WORK REQUEST: Render the stretch of the listing from the line containing "207L629 201L576 207L567" through the end of the listing as a JSON list of strings, one string per line, omitting any blank lines.

SUPPLIED RECORDS:

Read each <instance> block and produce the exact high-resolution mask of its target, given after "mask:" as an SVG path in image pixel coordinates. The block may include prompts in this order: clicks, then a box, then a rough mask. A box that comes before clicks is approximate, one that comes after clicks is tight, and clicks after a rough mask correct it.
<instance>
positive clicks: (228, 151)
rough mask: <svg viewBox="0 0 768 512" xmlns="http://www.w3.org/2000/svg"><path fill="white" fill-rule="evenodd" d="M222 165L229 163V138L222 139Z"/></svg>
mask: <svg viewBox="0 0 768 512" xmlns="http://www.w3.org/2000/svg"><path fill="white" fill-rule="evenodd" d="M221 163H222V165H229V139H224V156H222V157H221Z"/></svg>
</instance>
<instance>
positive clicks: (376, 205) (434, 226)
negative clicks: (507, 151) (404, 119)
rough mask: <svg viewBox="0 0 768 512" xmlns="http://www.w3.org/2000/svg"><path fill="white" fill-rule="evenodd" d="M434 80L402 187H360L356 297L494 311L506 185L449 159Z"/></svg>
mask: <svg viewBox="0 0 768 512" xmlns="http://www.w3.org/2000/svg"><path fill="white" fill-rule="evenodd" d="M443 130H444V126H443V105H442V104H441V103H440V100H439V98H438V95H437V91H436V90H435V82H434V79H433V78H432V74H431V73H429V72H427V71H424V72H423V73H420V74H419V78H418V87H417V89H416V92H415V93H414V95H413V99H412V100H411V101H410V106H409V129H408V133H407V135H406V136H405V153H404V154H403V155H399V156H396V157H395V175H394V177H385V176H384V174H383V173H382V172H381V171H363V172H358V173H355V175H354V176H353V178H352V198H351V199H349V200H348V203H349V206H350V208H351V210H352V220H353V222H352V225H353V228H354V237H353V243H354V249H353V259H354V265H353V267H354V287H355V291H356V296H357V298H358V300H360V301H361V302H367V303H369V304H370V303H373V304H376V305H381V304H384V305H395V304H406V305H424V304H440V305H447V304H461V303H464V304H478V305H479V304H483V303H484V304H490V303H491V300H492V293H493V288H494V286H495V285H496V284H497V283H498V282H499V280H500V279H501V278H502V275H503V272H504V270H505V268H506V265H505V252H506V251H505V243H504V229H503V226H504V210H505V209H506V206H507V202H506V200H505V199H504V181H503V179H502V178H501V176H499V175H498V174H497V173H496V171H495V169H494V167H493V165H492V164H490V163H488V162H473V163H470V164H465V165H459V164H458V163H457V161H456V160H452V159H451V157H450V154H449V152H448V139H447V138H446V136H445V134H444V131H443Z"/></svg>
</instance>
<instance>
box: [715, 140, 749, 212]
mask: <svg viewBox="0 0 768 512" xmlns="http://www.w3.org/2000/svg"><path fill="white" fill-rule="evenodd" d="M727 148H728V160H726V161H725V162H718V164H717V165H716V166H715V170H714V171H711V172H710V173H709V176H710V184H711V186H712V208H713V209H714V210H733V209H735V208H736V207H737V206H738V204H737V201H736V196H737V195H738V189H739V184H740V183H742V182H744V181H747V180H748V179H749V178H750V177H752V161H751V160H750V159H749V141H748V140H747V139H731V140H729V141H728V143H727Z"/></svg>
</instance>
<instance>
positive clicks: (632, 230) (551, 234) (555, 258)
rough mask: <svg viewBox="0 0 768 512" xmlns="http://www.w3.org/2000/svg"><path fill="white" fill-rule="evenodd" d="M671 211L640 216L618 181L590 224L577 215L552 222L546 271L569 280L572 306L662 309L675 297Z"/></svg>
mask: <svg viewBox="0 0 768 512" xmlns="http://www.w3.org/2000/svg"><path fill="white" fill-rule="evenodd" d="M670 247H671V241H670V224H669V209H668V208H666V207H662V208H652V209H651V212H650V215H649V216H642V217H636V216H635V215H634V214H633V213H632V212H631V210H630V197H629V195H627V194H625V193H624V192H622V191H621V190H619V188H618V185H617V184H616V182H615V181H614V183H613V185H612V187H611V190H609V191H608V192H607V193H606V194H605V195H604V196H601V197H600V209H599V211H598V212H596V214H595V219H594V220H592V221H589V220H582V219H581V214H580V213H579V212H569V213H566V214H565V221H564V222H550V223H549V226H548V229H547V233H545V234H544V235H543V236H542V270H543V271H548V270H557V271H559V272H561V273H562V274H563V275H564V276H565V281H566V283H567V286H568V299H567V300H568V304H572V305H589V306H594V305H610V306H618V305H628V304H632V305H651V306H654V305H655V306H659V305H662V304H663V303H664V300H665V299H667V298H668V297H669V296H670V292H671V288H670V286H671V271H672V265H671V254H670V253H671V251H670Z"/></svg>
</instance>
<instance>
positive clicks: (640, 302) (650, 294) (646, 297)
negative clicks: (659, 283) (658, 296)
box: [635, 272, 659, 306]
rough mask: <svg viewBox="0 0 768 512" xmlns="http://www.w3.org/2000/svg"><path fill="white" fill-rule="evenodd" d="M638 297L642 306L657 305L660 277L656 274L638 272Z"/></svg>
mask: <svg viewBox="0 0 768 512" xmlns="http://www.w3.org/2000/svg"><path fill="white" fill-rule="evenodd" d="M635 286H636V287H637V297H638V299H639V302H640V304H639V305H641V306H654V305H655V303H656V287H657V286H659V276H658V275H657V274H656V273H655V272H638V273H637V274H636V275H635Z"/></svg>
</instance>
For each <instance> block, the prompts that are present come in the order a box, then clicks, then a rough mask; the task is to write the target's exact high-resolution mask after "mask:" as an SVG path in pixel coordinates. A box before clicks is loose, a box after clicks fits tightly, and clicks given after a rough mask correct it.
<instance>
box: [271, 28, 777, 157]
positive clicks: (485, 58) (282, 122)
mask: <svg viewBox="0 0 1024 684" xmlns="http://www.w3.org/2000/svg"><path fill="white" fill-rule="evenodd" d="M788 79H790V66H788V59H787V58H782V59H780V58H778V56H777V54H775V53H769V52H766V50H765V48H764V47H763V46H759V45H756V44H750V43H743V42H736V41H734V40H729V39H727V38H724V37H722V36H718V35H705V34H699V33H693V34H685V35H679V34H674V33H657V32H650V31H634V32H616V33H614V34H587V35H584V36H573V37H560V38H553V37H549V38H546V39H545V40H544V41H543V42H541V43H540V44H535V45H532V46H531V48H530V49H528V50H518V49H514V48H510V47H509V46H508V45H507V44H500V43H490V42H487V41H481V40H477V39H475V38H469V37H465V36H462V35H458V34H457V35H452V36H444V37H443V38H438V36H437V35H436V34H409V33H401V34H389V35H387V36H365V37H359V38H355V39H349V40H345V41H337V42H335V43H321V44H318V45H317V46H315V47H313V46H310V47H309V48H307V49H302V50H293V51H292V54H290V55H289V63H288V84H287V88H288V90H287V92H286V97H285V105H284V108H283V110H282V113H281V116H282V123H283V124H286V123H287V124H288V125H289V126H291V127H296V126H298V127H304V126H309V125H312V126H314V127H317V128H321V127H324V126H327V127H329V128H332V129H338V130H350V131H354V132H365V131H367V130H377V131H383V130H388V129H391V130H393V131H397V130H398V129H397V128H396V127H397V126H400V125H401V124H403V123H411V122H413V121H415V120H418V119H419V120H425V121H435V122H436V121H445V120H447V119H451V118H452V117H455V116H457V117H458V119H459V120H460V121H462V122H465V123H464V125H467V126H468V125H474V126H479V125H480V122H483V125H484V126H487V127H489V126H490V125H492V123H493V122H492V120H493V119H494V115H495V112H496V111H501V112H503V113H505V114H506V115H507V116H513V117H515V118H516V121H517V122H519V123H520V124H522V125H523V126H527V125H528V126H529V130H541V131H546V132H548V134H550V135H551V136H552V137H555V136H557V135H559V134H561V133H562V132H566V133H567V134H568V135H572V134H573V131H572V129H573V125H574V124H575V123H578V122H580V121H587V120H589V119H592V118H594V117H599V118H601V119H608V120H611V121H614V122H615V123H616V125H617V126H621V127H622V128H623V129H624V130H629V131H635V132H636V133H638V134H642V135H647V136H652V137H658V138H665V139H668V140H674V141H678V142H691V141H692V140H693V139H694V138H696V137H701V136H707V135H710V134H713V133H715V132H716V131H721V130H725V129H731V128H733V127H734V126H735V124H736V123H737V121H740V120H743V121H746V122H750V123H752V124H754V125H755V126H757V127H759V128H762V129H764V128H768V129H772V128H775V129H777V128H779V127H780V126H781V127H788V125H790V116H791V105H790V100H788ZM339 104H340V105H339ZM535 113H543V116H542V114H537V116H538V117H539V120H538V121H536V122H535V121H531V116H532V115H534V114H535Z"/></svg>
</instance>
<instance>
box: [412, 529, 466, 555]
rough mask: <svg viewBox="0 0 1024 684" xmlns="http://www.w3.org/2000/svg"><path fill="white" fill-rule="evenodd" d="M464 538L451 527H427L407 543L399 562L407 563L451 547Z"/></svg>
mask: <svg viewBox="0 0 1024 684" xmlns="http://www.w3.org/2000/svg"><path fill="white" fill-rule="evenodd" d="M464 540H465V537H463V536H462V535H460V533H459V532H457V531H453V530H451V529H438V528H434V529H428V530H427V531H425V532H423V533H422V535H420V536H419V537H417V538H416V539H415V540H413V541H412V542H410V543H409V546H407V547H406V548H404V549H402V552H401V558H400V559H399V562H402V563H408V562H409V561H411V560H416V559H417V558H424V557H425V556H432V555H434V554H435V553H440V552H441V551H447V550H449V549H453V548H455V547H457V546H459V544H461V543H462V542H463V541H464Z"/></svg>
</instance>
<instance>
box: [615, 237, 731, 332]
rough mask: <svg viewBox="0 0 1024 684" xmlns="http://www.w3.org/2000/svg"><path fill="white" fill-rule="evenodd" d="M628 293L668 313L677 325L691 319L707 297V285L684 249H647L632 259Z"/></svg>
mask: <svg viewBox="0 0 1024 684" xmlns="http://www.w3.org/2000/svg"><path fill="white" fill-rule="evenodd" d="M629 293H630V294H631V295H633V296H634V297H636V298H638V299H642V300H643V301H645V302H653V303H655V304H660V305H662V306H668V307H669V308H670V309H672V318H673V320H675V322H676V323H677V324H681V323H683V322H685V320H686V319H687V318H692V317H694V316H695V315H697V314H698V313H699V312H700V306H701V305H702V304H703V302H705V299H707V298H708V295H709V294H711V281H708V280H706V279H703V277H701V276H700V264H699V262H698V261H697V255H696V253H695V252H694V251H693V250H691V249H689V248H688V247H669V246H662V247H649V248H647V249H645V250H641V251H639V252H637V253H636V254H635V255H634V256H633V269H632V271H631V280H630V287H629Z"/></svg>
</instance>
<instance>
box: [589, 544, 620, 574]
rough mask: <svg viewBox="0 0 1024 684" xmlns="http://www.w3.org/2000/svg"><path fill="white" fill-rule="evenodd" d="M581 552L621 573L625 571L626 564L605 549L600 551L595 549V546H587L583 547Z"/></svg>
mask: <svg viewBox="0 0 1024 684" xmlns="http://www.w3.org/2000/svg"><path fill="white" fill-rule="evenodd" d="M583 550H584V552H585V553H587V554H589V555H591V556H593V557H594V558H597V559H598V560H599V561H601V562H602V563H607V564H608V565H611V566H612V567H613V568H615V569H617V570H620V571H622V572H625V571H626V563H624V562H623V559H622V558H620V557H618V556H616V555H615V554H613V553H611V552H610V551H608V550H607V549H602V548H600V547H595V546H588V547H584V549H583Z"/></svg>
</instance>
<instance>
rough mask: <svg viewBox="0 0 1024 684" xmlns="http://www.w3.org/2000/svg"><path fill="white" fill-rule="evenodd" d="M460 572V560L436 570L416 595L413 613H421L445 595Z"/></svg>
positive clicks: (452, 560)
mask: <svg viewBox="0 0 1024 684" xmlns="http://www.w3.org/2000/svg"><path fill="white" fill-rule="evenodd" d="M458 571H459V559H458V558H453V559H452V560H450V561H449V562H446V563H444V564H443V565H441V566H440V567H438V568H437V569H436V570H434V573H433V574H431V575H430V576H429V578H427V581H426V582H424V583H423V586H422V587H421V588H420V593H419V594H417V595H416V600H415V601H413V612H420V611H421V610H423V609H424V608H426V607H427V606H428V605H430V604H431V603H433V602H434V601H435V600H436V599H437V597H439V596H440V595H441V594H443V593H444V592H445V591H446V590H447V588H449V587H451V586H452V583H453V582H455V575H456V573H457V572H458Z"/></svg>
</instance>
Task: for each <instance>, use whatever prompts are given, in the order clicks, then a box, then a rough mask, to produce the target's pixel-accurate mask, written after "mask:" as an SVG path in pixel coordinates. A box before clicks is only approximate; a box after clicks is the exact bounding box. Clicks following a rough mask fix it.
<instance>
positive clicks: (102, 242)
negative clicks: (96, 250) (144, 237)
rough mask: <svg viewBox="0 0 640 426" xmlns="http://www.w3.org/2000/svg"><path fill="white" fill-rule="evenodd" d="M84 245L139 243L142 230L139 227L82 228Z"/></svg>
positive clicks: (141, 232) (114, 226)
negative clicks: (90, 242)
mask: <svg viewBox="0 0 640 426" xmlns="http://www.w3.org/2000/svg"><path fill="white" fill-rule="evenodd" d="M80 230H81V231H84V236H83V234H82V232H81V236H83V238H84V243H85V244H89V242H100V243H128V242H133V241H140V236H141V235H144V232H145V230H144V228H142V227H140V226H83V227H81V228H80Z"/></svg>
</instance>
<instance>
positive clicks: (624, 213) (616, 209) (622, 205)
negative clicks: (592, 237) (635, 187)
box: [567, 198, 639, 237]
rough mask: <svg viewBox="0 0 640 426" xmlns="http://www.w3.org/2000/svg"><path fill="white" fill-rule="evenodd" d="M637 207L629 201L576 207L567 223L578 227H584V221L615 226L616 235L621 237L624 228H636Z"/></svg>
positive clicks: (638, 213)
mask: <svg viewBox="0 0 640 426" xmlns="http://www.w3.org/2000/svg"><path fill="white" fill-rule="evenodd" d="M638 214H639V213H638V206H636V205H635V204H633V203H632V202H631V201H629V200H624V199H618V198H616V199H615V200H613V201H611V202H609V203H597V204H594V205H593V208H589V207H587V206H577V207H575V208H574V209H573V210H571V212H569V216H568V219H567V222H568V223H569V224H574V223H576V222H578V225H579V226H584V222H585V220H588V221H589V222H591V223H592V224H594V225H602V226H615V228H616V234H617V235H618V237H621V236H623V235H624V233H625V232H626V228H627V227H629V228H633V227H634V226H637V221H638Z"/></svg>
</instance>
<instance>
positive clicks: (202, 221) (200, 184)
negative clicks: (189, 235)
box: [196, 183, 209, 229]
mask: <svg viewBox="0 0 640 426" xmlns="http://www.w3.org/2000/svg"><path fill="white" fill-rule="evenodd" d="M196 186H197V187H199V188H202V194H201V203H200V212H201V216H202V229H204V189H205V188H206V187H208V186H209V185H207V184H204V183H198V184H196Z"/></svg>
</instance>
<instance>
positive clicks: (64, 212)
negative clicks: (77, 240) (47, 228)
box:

TASK OUTPUT:
[
  "rough mask: <svg viewBox=\"0 0 640 426\" xmlns=\"http://www.w3.org/2000/svg\"><path fill=\"white\" fill-rule=\"evenodd\" d=\"M637 207L629 201L576 207L567 223L578 227H584V221L615 226L616 235L621 237L624 228H636Z\"/></svg>",
  "positive clicks: (638, 213)",
  "mask: <svg viewBox=\"0 0 640 426\" xmlns=\"http://www.w3.org/2000/svg\"><path fill=\"white\" fill-rule=\"evenodd\" d=\"M638 214H639V213H638V206H636V205H635V204H633V203H632V202H631V201H629V200H624V199H618V198H616V199H615V200H613V201H611V202H609V203H597V204H594V205H593V208H589V207H587V206H577V207H575V208H574V209H573V210H571V212H569V216H568V219H567V222H568V223H569V224H574V223H576V222H578V225H579V226H584V222H585V220H588V221H589V222H591V223H592V224H594V225H602V226H615V228H616V234H617V235H618V237H621V236H623V235H624V233H625V232H626V228H627V227H629V228H633V227H634V226H637V221H638Z\"/></svg>",
  "</instance>",
  "<instance>",
  "positive clicks: (202, 221) (200, 184)",
  "negative clicks: (189, 235)",
  "box: [196, 183, 209, 229]",
  "mask: <svg viewBox=\"0 0 640 426\" xmlns=\"http://www.w3.org/2000/svg\"><path fill=\"white\" fill-rule=\"evenodd\" d=\"M196 186H197V187H199V188H202V194H201V203H200V212H201V216H202V229H204V189H205V188H206V187H208V186H209V185H207V184H204V183H198V184H196Z\"/></svg>",
  "</instance>",
  "<instance>",
  "positive clicks: (64, 212)",
  "negative clicks: (77, 240) (47, 228)",
  "box:"
]